Exercises:
- a) Decide whether each statement agrees with the carotid study summary, answering yes or no and quoting the deciding words: (i) Redo CEA carried higher mortality at 30 days and at 1 year. (ii) Freedom from stroke at 1 year was better after CAS. (iii) The investigators advise against redo CEA in very sick patients.
- b) In the carotid study summary, rewrite the part that opens with the words containing "CAS Compared to" and closes with "ipsilateral CEA (2017;65:1–11).", renaming "carotid artery stenting" as "carotid stent placement".

----- Passage shown

CAS Compared to Redo CEA After Previous Ipsilateral Carotid Endarterectomy


December 22, 2016—In the Journal of Vascular Surgery (JVS), Isibor Arhuidese, MD, et al published findings from a population-based evaluation of carotid endarterectomy (CEA) versus carotid artery stenting (CAS) in a large contemporary cohort of patients with carotid artery restenosis after previous ipsilateral CEA (2017;65:1–11).

According to the investigators, the background of the study is that restenosis after CEA is associated with an increased risk of stroke, and the management of critical or symptomatic restenotic lesions poses a treatment challenge. They stated that the superiority of CEA versus CAS for restenosis remains debatable because existing studies are few and limited by small sample size or the inability to align interventions with ipsilateral events beyond the periprocedural period.

In this study, the investigators found that CEA was associated with higher mortality at 30 days and at 1 year. However, there were no differences in postoperative stroke, myocardial infarction (MI), stroke/death, and stroke/death/MI between CEA and CAS after adjusting for patient characteristics. Freedom from stroke at 1 year was also similar. 

The investigators concluded that this population-based study shows higher mortality but similar stroke and MI associated with redo CEA compared with CAS after previous ipsilateral CEA. They recommend avoidance of redo CEA in very sick patients. Smoking cessation remains a potent target for improvement of outcomes of carotid revascularization in these patients, advised the investigators in JVS.

----------
----- Records

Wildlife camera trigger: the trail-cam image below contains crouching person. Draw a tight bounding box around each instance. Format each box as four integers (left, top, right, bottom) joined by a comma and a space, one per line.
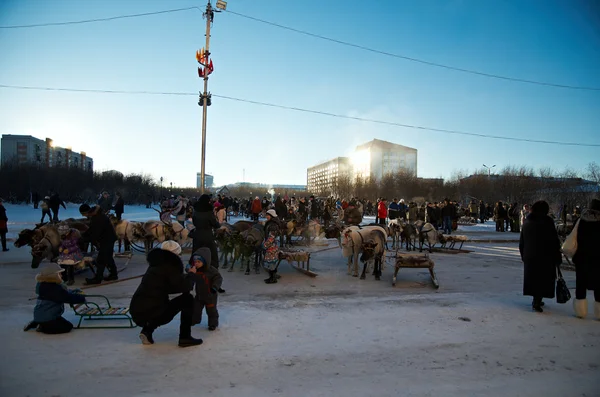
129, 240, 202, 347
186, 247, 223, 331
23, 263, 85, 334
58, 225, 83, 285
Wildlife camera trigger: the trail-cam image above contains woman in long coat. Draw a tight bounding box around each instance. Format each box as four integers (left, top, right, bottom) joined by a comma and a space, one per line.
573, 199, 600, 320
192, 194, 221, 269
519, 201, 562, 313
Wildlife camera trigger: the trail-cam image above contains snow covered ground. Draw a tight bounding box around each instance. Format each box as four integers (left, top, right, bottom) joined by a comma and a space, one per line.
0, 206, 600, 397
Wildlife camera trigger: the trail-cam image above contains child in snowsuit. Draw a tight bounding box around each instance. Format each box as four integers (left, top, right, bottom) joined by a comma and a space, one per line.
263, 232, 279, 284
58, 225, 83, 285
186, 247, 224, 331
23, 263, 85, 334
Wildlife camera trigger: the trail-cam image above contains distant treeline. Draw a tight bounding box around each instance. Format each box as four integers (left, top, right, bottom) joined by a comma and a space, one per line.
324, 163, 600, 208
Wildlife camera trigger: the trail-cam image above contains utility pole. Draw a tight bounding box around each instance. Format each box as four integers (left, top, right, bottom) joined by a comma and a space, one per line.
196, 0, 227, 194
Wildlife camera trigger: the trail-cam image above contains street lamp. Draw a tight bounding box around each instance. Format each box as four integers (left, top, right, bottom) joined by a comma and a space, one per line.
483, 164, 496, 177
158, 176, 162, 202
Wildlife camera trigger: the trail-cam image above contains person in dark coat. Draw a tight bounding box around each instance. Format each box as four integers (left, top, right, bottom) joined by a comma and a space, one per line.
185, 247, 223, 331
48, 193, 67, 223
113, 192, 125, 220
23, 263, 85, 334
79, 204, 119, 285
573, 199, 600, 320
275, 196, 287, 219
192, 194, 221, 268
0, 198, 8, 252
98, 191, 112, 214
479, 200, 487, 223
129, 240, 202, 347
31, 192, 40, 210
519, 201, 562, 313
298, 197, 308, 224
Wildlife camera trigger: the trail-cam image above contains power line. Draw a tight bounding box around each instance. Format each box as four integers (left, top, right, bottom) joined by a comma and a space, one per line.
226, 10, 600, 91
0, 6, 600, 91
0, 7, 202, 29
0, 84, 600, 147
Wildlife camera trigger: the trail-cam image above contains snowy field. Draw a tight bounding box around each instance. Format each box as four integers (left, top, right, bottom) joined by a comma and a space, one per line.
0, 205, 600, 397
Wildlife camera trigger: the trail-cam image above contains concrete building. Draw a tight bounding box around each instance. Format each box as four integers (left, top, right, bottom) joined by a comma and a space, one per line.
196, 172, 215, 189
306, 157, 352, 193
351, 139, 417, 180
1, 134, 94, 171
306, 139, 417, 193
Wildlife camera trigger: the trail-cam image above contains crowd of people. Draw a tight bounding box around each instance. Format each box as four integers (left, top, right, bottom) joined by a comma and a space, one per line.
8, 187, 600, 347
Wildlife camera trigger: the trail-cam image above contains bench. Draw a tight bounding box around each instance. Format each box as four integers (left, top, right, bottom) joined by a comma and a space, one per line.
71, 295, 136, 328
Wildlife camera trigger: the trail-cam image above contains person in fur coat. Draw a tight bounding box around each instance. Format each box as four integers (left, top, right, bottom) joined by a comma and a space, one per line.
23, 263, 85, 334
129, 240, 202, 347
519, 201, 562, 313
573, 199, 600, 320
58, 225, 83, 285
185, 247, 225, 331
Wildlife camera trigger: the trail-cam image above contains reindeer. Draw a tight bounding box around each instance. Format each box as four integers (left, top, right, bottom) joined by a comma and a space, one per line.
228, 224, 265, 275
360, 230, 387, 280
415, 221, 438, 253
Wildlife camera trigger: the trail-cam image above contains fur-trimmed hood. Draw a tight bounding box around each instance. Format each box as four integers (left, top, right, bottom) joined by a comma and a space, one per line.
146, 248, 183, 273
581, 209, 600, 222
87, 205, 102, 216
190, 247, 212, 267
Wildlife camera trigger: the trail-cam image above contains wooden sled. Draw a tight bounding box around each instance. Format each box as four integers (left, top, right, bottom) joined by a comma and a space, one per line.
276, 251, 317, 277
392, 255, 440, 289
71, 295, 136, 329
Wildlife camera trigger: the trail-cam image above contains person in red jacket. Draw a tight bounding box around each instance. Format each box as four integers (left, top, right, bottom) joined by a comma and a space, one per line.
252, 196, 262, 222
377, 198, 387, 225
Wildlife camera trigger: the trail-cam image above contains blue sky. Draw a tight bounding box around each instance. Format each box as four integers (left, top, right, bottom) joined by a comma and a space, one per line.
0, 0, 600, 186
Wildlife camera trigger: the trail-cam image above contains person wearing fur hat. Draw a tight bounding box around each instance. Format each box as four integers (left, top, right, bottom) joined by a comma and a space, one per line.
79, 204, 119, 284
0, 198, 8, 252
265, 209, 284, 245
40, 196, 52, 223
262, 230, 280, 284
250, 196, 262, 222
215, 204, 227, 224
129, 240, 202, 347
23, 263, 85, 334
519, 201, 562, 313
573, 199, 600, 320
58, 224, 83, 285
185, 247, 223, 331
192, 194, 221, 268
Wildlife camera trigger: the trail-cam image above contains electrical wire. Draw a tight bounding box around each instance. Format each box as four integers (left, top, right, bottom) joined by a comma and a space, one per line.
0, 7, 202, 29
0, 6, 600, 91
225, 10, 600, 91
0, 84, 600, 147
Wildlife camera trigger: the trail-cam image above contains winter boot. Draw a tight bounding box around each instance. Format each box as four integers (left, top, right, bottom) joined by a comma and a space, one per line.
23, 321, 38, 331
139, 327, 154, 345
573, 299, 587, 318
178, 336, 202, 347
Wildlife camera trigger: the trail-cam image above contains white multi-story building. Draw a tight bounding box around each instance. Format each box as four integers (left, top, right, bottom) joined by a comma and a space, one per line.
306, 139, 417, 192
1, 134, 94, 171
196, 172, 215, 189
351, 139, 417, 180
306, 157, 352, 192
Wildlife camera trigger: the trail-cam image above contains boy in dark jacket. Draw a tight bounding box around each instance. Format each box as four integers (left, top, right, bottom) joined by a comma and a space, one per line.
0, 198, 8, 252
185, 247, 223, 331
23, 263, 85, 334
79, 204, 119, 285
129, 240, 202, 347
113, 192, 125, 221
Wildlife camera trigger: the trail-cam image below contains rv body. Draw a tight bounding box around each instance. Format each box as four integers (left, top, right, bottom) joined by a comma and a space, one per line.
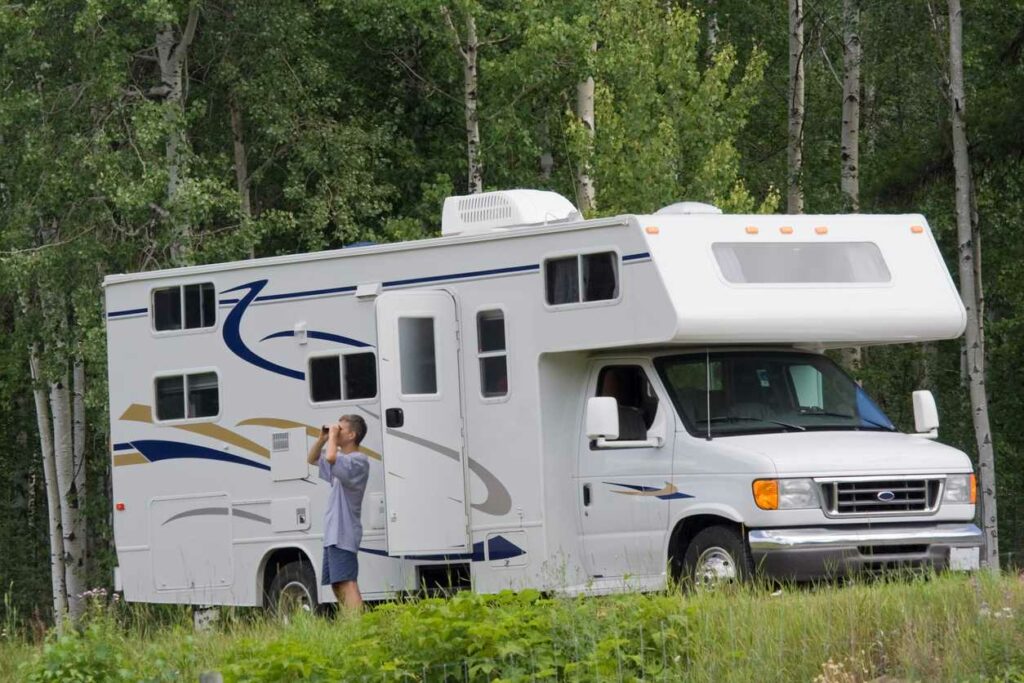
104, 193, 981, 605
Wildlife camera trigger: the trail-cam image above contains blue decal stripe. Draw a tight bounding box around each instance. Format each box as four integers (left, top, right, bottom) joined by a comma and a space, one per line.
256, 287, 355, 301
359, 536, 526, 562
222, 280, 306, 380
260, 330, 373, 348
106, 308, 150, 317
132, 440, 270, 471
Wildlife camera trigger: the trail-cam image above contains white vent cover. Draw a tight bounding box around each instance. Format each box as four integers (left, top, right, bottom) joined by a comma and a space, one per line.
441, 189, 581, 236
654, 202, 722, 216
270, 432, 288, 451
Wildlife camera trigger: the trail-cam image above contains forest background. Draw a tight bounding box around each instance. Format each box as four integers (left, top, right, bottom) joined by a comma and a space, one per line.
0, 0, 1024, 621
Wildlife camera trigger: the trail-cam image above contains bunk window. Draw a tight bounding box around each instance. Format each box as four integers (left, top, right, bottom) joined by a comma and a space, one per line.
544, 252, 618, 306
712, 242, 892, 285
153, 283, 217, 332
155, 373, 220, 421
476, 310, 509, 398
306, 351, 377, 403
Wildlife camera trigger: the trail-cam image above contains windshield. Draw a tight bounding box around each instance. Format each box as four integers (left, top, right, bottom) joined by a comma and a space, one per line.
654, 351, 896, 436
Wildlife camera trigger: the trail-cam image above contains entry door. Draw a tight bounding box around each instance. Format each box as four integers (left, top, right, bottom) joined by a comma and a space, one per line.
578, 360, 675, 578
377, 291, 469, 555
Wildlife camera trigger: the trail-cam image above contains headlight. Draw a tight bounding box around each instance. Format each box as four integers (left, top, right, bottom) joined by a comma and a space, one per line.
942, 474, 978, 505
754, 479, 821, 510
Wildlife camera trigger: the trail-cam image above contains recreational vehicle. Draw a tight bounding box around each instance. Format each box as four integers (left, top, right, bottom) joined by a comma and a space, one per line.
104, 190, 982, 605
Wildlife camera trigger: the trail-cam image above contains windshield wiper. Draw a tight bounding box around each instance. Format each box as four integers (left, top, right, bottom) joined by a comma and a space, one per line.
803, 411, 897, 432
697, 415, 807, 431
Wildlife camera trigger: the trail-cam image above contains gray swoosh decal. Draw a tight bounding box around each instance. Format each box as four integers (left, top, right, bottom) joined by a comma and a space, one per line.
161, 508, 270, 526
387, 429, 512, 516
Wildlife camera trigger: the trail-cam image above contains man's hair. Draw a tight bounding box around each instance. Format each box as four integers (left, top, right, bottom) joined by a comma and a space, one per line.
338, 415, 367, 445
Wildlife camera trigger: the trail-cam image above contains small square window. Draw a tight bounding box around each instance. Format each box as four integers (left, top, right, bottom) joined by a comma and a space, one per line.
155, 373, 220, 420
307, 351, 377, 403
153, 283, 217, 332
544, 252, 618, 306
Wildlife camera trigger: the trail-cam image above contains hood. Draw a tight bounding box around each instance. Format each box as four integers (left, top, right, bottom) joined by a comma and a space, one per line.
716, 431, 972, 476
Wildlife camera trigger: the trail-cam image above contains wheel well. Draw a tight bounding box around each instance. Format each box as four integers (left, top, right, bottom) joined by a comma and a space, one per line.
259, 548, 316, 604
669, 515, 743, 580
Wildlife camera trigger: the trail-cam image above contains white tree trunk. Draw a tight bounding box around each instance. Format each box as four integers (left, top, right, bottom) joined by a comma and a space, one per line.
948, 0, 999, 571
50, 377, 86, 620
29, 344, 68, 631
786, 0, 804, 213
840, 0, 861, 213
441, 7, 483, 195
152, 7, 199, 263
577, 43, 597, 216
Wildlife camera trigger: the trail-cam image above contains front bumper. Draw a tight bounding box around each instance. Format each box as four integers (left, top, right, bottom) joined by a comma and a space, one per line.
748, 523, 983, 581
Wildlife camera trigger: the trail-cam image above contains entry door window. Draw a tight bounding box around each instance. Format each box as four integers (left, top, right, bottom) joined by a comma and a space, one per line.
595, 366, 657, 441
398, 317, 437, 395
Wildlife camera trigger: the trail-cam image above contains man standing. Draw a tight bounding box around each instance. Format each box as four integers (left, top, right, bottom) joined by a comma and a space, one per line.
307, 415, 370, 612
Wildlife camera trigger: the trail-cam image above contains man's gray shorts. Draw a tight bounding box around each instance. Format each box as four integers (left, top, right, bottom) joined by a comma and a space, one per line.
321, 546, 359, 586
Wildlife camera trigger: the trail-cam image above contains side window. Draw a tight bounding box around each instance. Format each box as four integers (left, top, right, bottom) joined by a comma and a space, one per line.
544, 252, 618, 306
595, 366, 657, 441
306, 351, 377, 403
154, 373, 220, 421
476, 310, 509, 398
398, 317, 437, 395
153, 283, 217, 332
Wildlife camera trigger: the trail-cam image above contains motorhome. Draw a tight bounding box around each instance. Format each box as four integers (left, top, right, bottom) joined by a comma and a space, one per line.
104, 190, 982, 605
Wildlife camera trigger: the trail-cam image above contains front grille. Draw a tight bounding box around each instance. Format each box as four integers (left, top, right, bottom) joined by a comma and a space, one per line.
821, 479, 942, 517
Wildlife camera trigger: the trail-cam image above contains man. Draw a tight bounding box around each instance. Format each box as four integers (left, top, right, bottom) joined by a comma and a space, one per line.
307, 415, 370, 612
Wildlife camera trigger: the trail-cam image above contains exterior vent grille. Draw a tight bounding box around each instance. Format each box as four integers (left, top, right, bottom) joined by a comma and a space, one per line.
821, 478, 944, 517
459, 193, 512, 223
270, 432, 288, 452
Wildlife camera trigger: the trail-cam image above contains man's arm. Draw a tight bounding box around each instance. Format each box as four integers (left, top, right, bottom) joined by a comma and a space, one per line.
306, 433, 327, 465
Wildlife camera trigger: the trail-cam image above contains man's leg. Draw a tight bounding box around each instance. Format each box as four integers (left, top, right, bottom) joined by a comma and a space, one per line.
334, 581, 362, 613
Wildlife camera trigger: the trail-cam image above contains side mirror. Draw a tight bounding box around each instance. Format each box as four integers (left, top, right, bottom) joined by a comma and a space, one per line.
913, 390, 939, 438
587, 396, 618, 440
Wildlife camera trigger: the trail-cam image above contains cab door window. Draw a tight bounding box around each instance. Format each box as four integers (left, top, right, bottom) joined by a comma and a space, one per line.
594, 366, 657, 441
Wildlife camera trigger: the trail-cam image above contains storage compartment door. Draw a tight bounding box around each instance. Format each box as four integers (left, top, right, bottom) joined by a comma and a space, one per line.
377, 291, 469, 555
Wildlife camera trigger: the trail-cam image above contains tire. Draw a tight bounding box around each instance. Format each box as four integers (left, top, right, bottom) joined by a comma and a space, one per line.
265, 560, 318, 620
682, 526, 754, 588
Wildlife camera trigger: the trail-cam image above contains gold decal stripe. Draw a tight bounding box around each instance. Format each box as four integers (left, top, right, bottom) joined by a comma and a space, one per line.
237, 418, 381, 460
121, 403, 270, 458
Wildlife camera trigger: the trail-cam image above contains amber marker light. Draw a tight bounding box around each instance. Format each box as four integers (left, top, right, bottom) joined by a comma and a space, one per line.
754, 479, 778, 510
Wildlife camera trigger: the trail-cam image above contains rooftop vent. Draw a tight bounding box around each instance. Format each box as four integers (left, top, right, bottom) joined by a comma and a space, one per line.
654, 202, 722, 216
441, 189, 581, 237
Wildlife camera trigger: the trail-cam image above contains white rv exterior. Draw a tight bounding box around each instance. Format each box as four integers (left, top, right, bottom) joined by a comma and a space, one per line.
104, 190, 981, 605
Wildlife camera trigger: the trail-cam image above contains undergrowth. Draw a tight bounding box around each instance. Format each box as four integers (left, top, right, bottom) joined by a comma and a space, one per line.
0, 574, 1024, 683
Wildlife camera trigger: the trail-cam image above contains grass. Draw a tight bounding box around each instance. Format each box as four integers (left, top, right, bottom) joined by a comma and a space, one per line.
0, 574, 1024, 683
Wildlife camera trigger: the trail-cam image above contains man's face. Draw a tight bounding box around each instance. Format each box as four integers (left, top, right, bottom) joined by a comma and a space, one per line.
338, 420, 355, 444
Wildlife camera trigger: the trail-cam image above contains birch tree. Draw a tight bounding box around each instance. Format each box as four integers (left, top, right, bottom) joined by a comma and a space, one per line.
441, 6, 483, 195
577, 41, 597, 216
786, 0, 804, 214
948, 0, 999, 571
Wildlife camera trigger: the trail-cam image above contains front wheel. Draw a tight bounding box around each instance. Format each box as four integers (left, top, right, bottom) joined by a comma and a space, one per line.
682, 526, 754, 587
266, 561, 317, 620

----------

Per-task outputs:
- a)
(i) Yes: "CEA was associated with higher mortality at 30 days and at 1 year"
(ii) No: "Freedom from stroke at 1 year was also similar."
(iii) Yes: "They recommend avoidance of redo CEA in very sick patients."

- b)
CAS Compared to Redo CEA After Previous Ipsilateral Carotid Endarterectomy


December 22, 2016—In the Journal of Vascular Surgery (JVS), Isibor Arhuidese, MD, et al published findings from a population-based evaluation of carotid endarterectomy (CEA) versus carotid stent placement (CAS) in a large contemporary cohort of patients with carotid artery restenosis after previous ipsilateral CEA (2017;65:1–11).